Der alarmierende demographische Wandel war für Putin Ende Juni vergangenen Jahres der Anlass, ein Einwanderungsprogramm bekannt zu geben, mit dem der Kreml Russen im Ausland in die Heimat zurücklocken will. Es richtet sich vor allem an die russischsprachigen Minderheiten in den früheren Sowjetrepubliken, die Moskau gerne als „nahes Ausland“ bezeichnet. Es ist der hilflose Versuch der Moskauer Politik, Probleme des Bevölkerungsrückgangs, des Arbeitskräftemangels und der illegalen Einwanderung gleichzeitig zu lösen. Ob das Putin’sche Dekret aber den Herausforderungen des 21. Jahrhundert gewachsen ist, scheint vielen Experten eher zweifelhaft.
So bleibt relativ unklar, an wen sich das Programm des russischen Vielvölkerstaates eigentlich genau richtet. Nach Angaben des russischen Außenministeriums leben derzeit rund 25 Millionen Russen im Ausland, die Mehrheit von ihnen in den früheren Sowjetrepubliken.
In den Jahren 1988 bis 1998 verließen nach dem Zusammenbruch der Sowjetunion Millionen von russischen Staatsbürgern angesichts von Wirtschaftskrise und drohenden Nationalitätenkonflikten ihr Land. Diese Entwicklung wurde in den vergangen Jahren nur teilweise durch den Zuzug von Russen aus den nun eigenständigen früheren Sowjetrepubliken ausgeglichen.
„Aber wer sind die Russen, die man heimholen will?“, zeigt sich der Russlandexperte Hans-Henning Schröder von der Stiftung Wissenschaft und Politik in Berlin skeptisch. „Sind damit ethnische Russen gemeint oder auch Georgier und Tschetschenen mit russischem Pass?“ Letztere Gruppe sieht sich derzeit einer wachsenden Fremdenfeindlichkeit ausgesetzt.

• _Datenauszug_
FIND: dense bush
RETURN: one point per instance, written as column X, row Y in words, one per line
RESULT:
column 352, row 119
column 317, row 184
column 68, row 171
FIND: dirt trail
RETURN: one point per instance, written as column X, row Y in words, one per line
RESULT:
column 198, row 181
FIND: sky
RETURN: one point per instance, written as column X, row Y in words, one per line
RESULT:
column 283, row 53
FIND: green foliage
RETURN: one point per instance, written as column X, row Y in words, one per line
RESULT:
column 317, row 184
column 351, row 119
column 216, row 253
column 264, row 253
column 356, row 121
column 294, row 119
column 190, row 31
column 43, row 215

...

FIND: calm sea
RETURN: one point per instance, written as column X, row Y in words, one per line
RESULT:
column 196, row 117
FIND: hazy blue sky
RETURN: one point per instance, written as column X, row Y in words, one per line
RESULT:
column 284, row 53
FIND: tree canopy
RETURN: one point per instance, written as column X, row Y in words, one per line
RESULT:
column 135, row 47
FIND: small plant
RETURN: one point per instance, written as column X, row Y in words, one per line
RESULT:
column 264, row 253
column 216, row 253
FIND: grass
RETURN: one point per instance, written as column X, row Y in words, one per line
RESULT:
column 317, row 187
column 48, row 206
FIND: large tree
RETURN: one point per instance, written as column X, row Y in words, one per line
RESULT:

• _Arbeitsauftrag_
Stimmen die folgenden Aussagen mit dem Textauszug über das russische Rückkehrprogramm überein? Beantworten Sie jede mit Ja oder Nein und zitieren Sie die entscheidenden Worte des Textauszugs wörtlich.
1. Putin gab Ende Juni vergangenen Jahres ein Einwanderungsprogramm bekannt.
2. Nach Angaben des russischen Außenministeriums lebt die Mehrheit der Russen im Ausland in Westeuropa.
3. Die Abwanderung der Jahre 1988 bis 1998 wurde durch den Zuzug von Russen vollständig ausgeglichen.
Die Einträge sind eigenständiges Material und haben mit dem Textauszug nichts zu tun.

• _Ergebnis der Aufgabe_
1. Ja: „war für Putin Ende Juni vergangenen Jahres der Anlass, ein Einwanderungsprogramm bekannt zu geben“
2. Nein: „die Mehrheit von ihnen in den früheren Sowjetrepubliken“
3. Nein: „nur teilweise durch den Zuzug von Russen aus den nun eigenständigen früheren Sowjetrepubliken ausgeglichen“